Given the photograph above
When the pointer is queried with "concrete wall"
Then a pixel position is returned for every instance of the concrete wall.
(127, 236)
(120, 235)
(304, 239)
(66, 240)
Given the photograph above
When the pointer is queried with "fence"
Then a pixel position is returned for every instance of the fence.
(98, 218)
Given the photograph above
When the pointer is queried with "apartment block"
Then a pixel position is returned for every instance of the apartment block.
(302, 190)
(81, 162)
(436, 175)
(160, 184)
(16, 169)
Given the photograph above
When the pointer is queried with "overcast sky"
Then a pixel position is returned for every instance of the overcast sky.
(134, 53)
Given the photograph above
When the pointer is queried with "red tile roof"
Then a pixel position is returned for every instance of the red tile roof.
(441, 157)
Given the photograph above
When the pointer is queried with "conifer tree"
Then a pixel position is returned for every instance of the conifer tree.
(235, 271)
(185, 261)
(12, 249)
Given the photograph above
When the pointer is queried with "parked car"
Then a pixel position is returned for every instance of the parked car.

Assignment ▸ Which lines above contain "When"? Show each of them.

Expected answer ▸
When the pointer is queried with "concrete wall"
When the pointer is queried with "fence"
When the pointer is queried with "apartment block"
When the pointer is queried with "overcast sky"
When the pointer is queried with "red tile roof"
When the pointer is queried with "conifer tree"
When the pointer is queried with "parked car"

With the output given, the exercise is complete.